── PASSAGE PROVIDED
#include <stdio.h>
void copy1(char *s1, const char *s2) {
int i;
for (i = 0; (s1[i] = s2[i]) != '\0'; i++)
;
}
void copy2(char *s1, const char *s2) {
for ( ; (*s1 = *s2) != '\0'; s1++, s2++)
;
}
int main() {
char string1[10];
char *string2 = "Hello";
char string3[10];
char string4[] = "Good Bye";
copy1(string1, string2);
printf("string1 = %s\n", string1);
copy2(string3, string4);
printf("string3 = %s\n", string3);
return 0;
}
I have a code like this but I expected that it should print :
Hello56789
Good Bye89
But it produced just:
Hello Good Bye
I couldn't understand why this occurs.I thought like that the loop will stop when string2 and string4 reaches the '\0'. If this happens why can't I see the remaining numbers which is in the array (56789..) ?
I mean that Hello's length is 5.When this happens : for ( i = 0; ( s1[ i ] = s2[ i ] ) != '\0'; i++ )Just after 5th element of Hello , \0 comes and loop is over.So,the elements of array which are 0,1,2,3,4 replaced by Hello's letters.Yet,there are still 5,6,7,8,9 in string1 which are not replaced.We print the string1 with %s can it be the reason why I couldn't see the numbers ?
────
### CHALLENGES
(a) According to the C string-copy post, what output did the program actually produce?
(b) Retype everything in the C string-copy post from "#include <stdio.h>" down to "(*s1 = *s2) != '\0'; s1++, s2++)".
Base every answer solely on the C string-copy post, not on outside knowledge.
── MATERIAL
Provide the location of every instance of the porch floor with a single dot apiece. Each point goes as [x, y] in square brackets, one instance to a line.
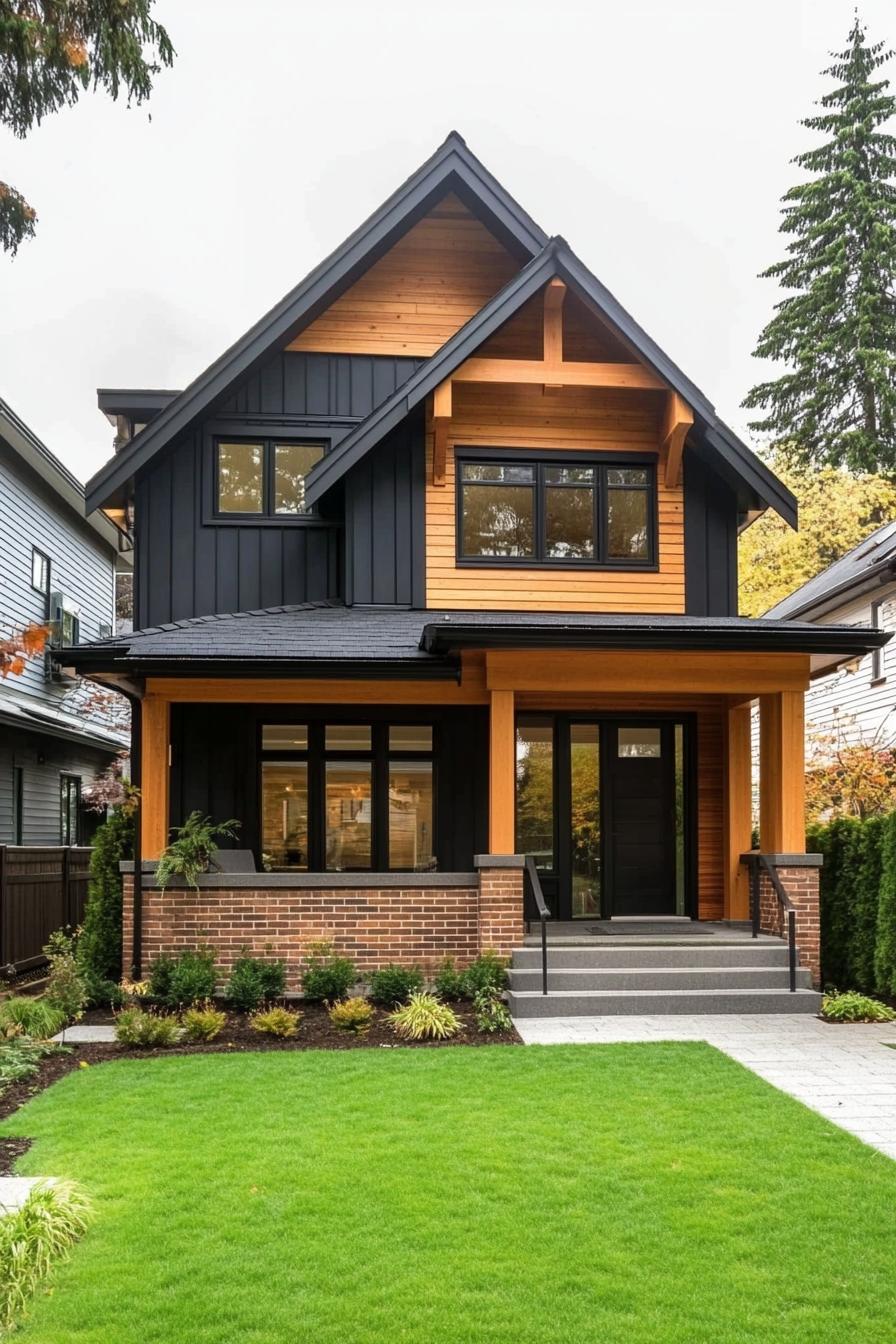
[645, 933]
────
### SOLVED PROBLEMS
(a) Hello Good Bye

(b)
#include <stdio.h>
void copy1(char *s1, const char *s2) {
int i;
for (i = 0; (s1[i] = s2[i]) != '\0'; i++)
;
}
void copy2(char *s1, const char *s2) {
for ( ; (*s1 = *s2) != '\0'; s1++, s2++)